## Task directions
Reproduce every one of the records below word for word, leaving out the pictures.

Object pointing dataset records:
*****

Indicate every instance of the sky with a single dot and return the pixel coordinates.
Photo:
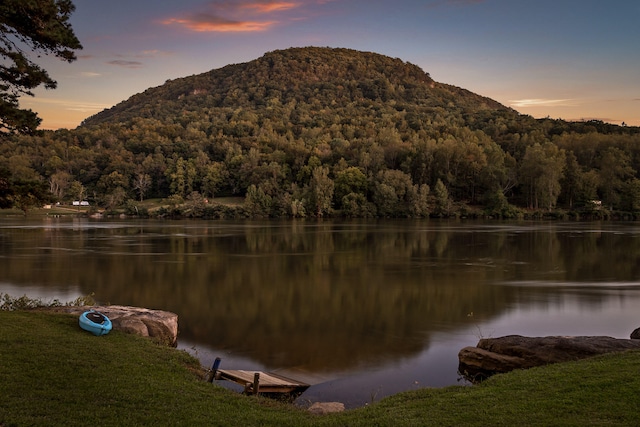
(568, 59)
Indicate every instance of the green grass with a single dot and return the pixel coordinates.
(53, 373)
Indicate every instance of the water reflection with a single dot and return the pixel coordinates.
(335, 299)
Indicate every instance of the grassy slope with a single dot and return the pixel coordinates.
(52, 373)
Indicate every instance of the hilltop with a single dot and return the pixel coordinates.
(318, 77)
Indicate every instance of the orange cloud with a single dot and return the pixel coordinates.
(235, 16)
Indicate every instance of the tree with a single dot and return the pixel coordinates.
(141, 183)
(43, 27)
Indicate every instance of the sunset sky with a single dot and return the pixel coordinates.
(569, 59)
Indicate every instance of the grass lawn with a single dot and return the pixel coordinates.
(53, 373)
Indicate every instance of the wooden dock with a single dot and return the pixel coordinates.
(255, 382)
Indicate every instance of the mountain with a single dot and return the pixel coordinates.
(311, 132)
(322, 78)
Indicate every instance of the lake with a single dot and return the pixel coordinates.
(360, 309)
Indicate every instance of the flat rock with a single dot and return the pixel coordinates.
(322, 408)
(157, 324)
(504, 354)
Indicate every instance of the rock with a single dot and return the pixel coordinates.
(157, 324)
(504, 354)
(322, 408)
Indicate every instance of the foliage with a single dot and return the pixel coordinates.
(310, 132)
(41, 26)
(9, 303)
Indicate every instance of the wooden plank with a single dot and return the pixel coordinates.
(268, 382)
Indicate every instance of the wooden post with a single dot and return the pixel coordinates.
(214, 370)
(256, 382)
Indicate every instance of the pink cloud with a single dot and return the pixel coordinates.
(235, 16)
(270, 6)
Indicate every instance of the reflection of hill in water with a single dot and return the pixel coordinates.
(294, 294)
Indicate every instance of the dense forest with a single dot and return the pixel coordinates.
(318, 132)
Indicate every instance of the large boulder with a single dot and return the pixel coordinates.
(504, 354)
(160, 325)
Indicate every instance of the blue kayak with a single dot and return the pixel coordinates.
(95, 322)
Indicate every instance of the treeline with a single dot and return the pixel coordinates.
(325, 132)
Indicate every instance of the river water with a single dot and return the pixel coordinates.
(359, 309)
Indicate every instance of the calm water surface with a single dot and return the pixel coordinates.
(361, 310)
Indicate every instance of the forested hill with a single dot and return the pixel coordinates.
(340, 80)
(310, 132)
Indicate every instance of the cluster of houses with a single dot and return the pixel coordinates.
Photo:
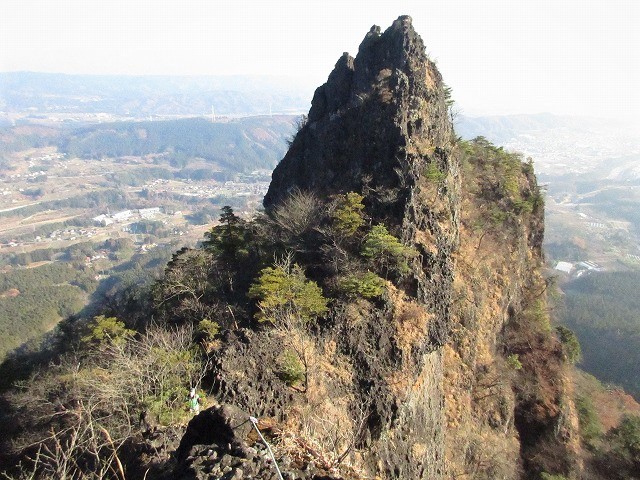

*****

## Result of this exercise
Indicate every instance of the sky with a single dot and return the pixel coordinates.
Photo:
(568, 59)
Indicate every instance of the green grass with a single dot and return the pixel coordinates.
(53, 373)
Indicate every instance of the water reflection with a single dot and return the pixel coordinates.
(335, 299)
Indicate every instance of the grassy slope with a single dot and return the pixel coordinates.
(52, 373)
Indicate every instance of the hilltop with a single dot and return the pixel coordinates.
(318, 77)
Indicate every instance of the orange cloud with a single dot and return the pixel coordinates.
(235, 16)
Indicate every instance of the tree with a single dot and return the pixel coordinates.
(141, 183)
(43, 27)
Indicate every instance of the sunset sky with a single dot and return the pixel coordinates.
(569, 59)
Indicate every instance of the grass lawn with a single dot and return the pixel coordinates.
(53, 373)
Indicate every instance of the wooden dock with a single dot and return the pixel coordinates.
(255, 382)
Indicate every instance of the mountain with a single dot and return the pixel coordinates.
(311, 132)
(322, 78)
Indicate every instance of the lake with a single dot and return the pixel coordinates.
(360, 309)
Indicate every instance of the flat rock with a single dot and return the pixel coordinates.
(322, 408)
(157, 324)
(504, 354)
Indicate every instance of the rock with a single dot and return the pixel coordinates.
(157, 324)
(504, 354)
(322, 408)
Indicate every instance of the foliage with a single dot and return the pixel coordinates.
(310, 132)
(41, 26)
(9, 303)
Indicate every instance of the wooden plank with a single dot and return the pixel coordinates.
(268, 382)
Indicate every instance of the wooden post with a single dot and return the pixel coordinates.
(214, 370)
(256, 382)
Indicate every instance of the pink cloud with a single dot and return the pixel coordinates.
(235, 16)
(270, 6)
Indicate every instance of the reflection of hill in water with a single dot and return the pixel coordinates.
(294, 294)
Indicate every instance of the dense forest with a single dot and return the pixel coordinates.
(318, 132)
Indicate every instance of the large boulder with a single dot and return the pixel coordinates.
(504, 354)
(160, 325)
Indicate every instance of the blue kayak with a single dot and return the pixel coordinates.
(95, 322)
Indicate every instance of the treeline with a single dot and return the pixel coordinates.
(325, 132)
Indicate every instance of the river water with a single dot and return the pixel coordinates.
(359, 309)
Indicate every instance of the calm water surface with a single dot and return the pixel coordinates.
(361, 310)
Indicate every instance of the forested hill with a single dot and return the pixel coordinates.
(340, 80)
(310, 132)
Indicate every instance of the cluster of houses with a single dot and return the pixel coordinates.
Photo:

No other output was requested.